Stored rows -

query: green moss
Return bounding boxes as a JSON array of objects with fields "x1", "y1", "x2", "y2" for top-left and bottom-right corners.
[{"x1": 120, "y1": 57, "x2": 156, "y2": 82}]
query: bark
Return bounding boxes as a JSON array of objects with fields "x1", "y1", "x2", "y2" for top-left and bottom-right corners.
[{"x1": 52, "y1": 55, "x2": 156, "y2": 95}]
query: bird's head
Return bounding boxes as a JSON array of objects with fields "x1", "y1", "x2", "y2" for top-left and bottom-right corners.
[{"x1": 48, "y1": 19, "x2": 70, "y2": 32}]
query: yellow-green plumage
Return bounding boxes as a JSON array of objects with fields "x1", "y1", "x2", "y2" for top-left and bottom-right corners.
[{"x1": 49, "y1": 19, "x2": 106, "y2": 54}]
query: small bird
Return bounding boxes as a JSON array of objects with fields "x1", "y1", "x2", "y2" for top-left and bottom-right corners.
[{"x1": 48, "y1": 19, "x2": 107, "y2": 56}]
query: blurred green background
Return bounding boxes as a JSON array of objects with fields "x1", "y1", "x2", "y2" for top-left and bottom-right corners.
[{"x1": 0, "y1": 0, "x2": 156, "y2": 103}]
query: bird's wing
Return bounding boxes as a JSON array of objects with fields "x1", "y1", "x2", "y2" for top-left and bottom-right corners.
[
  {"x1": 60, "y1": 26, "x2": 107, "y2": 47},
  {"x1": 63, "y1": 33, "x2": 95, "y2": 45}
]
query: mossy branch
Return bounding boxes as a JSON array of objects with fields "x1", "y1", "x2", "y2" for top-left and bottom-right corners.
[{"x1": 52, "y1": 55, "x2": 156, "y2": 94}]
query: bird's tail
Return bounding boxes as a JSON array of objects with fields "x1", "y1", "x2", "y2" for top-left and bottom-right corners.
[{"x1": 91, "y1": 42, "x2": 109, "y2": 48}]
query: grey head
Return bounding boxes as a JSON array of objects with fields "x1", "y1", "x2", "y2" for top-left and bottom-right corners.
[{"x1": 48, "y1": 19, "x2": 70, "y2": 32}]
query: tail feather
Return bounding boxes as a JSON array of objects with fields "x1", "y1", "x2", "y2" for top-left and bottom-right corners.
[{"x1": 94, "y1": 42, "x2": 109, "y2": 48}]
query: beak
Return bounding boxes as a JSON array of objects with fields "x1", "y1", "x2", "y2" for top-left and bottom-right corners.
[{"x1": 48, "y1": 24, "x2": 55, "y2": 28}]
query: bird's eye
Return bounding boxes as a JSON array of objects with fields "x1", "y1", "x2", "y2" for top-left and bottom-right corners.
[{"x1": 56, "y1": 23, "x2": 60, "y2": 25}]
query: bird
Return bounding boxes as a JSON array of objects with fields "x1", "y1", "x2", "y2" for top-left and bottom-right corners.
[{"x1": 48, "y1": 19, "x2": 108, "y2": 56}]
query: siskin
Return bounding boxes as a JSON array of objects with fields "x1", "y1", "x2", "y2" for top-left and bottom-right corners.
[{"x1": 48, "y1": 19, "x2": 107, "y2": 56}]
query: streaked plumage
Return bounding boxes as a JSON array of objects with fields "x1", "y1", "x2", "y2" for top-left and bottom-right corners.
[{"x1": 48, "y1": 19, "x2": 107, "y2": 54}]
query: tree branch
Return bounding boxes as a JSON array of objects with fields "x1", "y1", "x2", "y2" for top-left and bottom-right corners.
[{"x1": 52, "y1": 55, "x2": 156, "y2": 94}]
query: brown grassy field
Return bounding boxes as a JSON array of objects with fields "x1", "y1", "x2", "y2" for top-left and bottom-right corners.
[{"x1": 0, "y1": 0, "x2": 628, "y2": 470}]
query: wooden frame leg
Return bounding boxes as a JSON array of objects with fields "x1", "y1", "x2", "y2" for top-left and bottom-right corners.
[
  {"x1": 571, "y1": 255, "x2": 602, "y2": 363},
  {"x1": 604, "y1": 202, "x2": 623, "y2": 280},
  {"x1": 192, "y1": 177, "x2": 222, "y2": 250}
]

Challenge - Extract each line of the records above that contains the word "green".

The output -
query: green moss
query: yellow-green plumage
query: blurred green background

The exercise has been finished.